_PASSAGE PROVIDED:_
######
Once the parameters are set scroll to the bottom of the page and click ‘Start Job’. The job will take ~2.5h and include an Orion compute charge of ~$25. Wait for the floe to complete before continuing with the tutorial.

Compute Freeform Delta G of the Hit List Molecules¶

Locate the FreeForm Pose floe as follows.

Click on the ‘Floes’ button in the left menu bar
Click on the ‘Floes’ tab in the upper left of the main window.
Click ‘All Floes’ in the left pane
In the search bar at the top of the right pane enter FreeForm Pose

The FreeForm Pose floe will be visible to the right. Click on the first FreeForm Pose floe to to bring up the Job Form and set the following parameters

Jobs Properties
- Output Folder : Tutorial/My Data/Gigadock Warp and Analysis with Freeform Consensus
Promoted Parameters
- Inputs
  - Input Dataset : Tutorial/My Data/Gigadock Warp and Analysis with Freeform Consensus/Gigadock Warp Hit List.
    
    This dataset is the output hit list created by the Gigadock Warp in the previous step. Select it as follows.
    1. Click the ‘Choose Input’ button for Input Folder to open the Select Dataset modal.
    2. Click the ‘My Data’ folder under ‘Project Data’ on the left of the modal that pops up.
######
_STATED EXERCISE 1:_ Translate this sentence from the floe tutorial into Spanish: "Wait for the floe to complete before continuing with the tutorial."
_STATED EXERCISE 2:_ Please retype the stretch of the floe tutorial from "This dataset is" through "that pops up.".
######
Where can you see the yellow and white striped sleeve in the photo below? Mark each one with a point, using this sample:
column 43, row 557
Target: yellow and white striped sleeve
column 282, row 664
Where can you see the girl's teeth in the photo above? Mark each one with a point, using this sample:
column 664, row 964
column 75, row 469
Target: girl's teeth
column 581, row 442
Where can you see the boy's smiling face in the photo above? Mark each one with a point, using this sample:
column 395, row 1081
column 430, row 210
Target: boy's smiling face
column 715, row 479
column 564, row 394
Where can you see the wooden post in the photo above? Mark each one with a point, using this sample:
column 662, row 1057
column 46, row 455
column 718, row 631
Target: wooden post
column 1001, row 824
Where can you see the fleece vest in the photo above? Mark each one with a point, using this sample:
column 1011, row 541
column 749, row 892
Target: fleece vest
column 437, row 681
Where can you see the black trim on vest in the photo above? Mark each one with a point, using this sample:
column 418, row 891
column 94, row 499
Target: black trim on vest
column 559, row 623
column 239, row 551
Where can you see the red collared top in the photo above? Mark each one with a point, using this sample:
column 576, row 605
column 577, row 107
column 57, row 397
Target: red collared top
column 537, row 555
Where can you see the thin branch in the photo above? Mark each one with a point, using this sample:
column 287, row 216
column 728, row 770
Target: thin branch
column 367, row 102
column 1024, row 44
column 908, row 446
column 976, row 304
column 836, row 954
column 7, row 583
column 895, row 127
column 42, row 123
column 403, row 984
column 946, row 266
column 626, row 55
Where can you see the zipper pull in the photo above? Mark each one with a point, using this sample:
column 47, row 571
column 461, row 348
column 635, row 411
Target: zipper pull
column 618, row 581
######
_OUTPUT 1:_ Espere a que el floe termine antes de continuar con el tutorial.

_OUTPUT 2:_
This dataset is the output hit list created by the Gigadock Warp in the previous step. Select it as follows.
    1. Click the ‘Choose Input’ button for Input Folder to open the Select Dataset modal.
    2. Click the ‘My Data’ folder under ‘Project Data’ on the left of the modal that pops up.